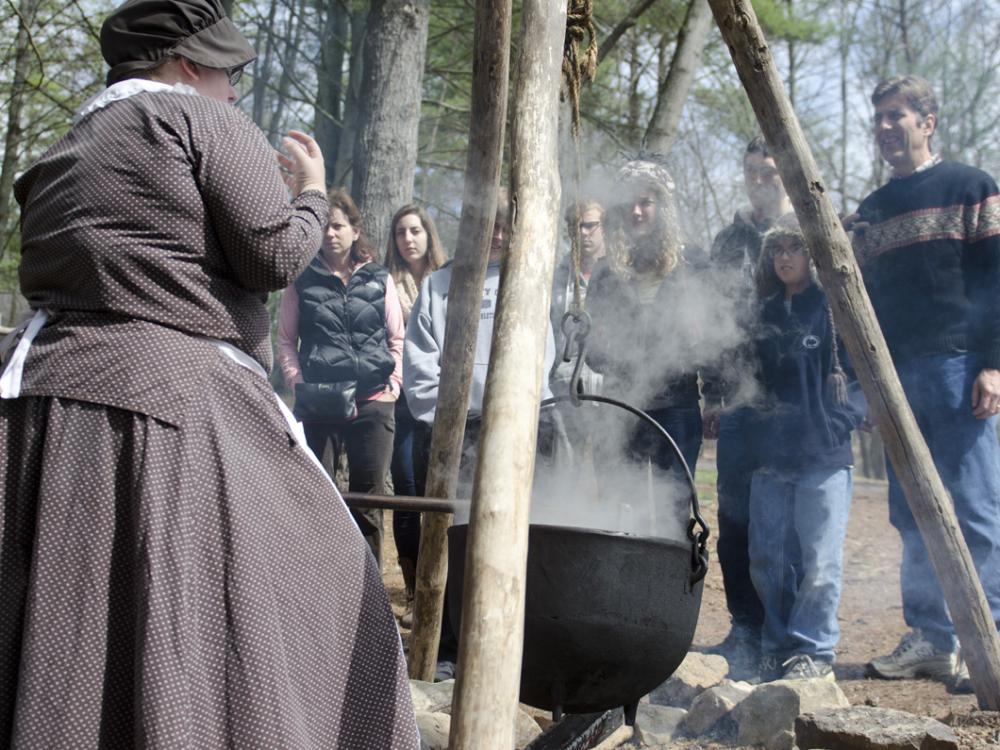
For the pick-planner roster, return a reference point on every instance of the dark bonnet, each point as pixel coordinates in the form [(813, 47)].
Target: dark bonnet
[(141, 34)]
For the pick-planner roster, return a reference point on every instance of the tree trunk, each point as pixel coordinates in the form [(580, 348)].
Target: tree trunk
[(490, 66), (634, 110), (293, 40), (674, 90), (330, 82), (343, 166), (497, 549), (831, 250), (13, 133), (385, 151), (262, 67)]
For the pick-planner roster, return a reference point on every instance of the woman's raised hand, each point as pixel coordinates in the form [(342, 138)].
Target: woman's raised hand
[(304, 168)]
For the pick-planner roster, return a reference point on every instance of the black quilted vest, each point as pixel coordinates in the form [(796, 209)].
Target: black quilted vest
[(342, 333)]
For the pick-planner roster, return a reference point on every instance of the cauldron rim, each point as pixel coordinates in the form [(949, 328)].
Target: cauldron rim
[(602, 533)]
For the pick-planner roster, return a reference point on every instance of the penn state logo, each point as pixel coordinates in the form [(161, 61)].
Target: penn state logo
[(810, 342)]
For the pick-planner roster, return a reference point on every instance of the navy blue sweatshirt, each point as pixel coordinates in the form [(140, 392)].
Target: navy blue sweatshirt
[(931, 262), (799, 427)]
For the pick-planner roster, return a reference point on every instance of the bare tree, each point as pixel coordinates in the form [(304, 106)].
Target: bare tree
[(385, 152)]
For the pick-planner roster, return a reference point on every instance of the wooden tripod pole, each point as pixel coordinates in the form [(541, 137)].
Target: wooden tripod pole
[(490, 68), (831, 250), (490, 644)]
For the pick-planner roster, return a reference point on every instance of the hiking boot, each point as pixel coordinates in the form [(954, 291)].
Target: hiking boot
[(804, 667), (962, 684), (915, 656), (406, 619), (768, 669)]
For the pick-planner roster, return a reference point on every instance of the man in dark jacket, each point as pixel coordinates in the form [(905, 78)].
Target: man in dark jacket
[(586, 218), (928, 243), (735, 252)]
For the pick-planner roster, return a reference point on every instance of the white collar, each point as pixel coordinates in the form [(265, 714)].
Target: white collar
[(125, 89)]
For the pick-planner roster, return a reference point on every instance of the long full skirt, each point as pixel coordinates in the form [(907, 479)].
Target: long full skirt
[(198, 586)]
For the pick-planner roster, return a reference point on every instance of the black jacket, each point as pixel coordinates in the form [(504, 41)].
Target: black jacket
[(799, 425), (342, 330)]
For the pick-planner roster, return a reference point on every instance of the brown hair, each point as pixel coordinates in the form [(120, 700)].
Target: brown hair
[(361, 251), (915, 90), (579, 209), (435, 253), (758, 146), (661, 249)]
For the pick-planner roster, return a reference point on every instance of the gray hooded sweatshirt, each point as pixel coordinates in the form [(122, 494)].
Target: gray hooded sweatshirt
[(424, 344)]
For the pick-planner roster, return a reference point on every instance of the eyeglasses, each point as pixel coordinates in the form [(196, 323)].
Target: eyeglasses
[(793, 251)]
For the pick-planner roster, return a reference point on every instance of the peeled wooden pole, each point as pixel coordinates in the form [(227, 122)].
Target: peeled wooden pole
[(490, 67), (831, 250), (490, 644)]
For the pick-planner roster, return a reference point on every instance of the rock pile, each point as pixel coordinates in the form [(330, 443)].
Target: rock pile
[(699, 702)]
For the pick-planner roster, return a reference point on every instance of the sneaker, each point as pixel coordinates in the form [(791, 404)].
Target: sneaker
[(804, 667), (445, 671), (741, 652), (915, 657)]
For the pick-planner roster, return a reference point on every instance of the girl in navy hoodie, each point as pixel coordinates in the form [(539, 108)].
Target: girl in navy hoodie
[(801, 494)]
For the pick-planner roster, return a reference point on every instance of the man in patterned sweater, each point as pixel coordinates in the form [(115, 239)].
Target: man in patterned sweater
[(929, 246)]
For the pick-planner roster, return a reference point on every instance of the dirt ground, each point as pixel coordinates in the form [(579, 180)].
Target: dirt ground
[(871, 617)]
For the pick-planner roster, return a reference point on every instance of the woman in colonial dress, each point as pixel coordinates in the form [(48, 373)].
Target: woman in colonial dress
[(175, 571)]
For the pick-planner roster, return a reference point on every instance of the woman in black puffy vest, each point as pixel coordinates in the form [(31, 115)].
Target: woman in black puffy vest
[(340, 348)]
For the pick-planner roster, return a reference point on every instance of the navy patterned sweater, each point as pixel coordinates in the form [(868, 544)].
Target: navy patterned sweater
[(931, 262)]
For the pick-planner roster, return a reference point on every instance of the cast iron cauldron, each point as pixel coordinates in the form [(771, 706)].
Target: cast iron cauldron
[(608, 616)]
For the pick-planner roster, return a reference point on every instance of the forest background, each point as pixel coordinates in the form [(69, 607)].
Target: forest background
[(385, 86)]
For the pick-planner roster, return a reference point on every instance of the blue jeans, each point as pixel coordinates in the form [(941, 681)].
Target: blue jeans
[(736, 464), (405, 523), (797, 526), (967, 456)]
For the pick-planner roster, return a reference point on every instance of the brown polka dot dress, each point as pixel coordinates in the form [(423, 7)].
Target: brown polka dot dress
[(175, 571)]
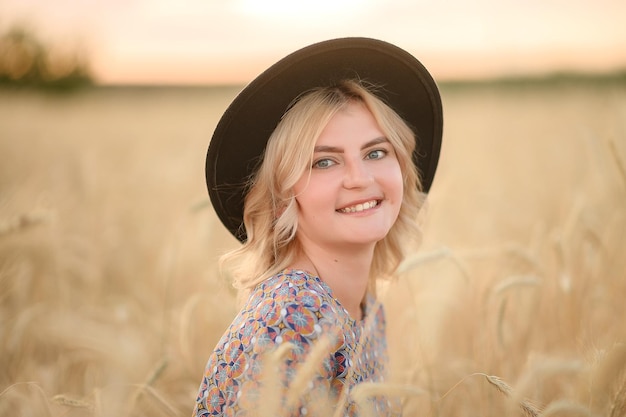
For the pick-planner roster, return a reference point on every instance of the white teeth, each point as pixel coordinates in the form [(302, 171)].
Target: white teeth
[(360, 207)]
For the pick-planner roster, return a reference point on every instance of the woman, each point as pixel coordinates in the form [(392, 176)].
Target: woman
[(314, 168)]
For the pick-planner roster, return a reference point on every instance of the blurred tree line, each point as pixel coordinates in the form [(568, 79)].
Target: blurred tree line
[(25, 60)]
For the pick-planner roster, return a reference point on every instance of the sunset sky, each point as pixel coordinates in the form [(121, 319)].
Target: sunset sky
[(231, 41)]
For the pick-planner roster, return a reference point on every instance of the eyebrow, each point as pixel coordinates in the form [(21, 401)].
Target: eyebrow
[(335, 149)]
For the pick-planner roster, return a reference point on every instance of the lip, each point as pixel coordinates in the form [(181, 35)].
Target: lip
[(378, 200)]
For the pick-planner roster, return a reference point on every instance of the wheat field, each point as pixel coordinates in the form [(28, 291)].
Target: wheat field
[(111, 300)]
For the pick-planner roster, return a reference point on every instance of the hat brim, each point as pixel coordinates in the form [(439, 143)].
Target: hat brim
[(242, 133)]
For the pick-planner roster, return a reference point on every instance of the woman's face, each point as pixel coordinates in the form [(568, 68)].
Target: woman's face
[(353, 192)]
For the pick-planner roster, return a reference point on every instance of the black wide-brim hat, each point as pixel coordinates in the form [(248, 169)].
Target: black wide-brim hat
[(242, 133)]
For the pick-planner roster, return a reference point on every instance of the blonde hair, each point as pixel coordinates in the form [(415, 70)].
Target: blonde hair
[(270, 210)]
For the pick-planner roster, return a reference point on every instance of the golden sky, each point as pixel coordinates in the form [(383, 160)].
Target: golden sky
[(231, 41)]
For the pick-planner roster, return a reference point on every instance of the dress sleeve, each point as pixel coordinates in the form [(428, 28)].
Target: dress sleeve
[(279, 352)]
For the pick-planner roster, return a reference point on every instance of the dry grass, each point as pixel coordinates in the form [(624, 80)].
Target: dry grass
[(110, 301)]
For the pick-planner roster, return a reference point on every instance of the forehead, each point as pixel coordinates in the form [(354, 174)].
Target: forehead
[(352, 124)]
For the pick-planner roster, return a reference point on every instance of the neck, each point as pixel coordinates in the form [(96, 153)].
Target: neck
[(346, 272)]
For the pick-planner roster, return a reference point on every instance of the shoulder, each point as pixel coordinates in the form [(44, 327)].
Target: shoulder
[(294, 299)]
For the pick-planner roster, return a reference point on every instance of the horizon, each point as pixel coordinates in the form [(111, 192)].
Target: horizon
[(208, 42)]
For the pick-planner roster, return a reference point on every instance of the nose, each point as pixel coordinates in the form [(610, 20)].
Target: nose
[(357, 174)]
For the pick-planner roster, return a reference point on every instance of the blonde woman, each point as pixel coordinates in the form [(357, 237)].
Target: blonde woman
[(319, 168)]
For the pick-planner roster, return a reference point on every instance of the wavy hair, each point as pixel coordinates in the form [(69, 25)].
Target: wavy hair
[(270, 210)]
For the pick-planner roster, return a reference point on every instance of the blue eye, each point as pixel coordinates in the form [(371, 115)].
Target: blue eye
[(377, 154), (323, 163)]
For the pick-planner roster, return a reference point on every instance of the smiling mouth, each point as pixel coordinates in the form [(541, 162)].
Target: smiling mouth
[(360, 207)]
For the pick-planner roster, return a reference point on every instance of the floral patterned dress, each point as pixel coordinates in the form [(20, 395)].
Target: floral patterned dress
[(298, 308)]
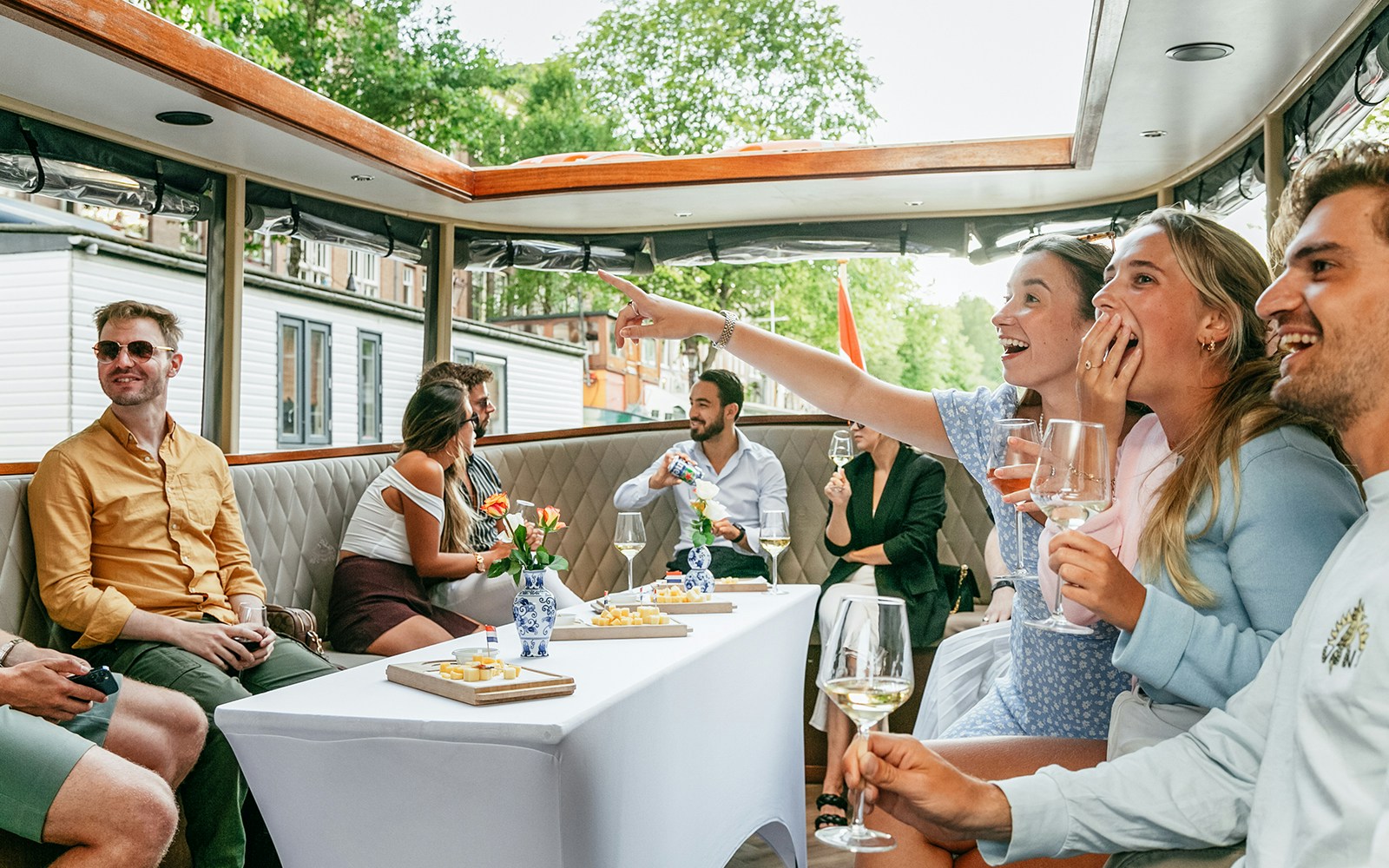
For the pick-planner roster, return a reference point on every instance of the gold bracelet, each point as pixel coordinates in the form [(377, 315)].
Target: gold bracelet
[(10, 646)]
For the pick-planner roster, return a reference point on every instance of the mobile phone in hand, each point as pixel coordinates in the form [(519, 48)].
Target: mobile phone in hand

WHAT YOU ARE ASKED TO DO. Starting at the line in the listing above that contains "form [(624, 80)]." and ending at the line that contains "[(357, 174)]", convert those lines, both ends included, into a numbered list with any blank lines left out.

OUTPUT.
1. For the pick-planner roster, return a reference point on every instance of the dry grass, each point as pixel coordinates in the form [(624, 80)].
2. Target: dry grass
3. [(110, 301)]
4. For the pick-planner roster, return a reference point on every instance of the forehead, each point as pixel coordinates in the form [(354, 174)].
5. Target: forehead
6. [(352, 124)]
7. For the pick-planner roster, return a reference point on every instance of the neck, each point as pixel coordinates in the form [(96, 153)].
8. Target: neck
9. [(346, 272)]
10. For the pick-planner roster, return a reference point on every instance of the shoulder, each point as pixel coordinates in the form [(44, 327)].
11. Target: shoulder
12. [(294, 299)]
13. For the pick-planner roster, return a reference point on every instance of the horizon, each point as pixel coordinates in the form [(111, 192)].
14. Target: horizon
15. [(208, 42)]
16. For the pick-planner roster, return a reference point on every instance of the nose, each point as pixel coordinates in the form [(610, 20)].
17. Target: nose
18. [(357, 174)]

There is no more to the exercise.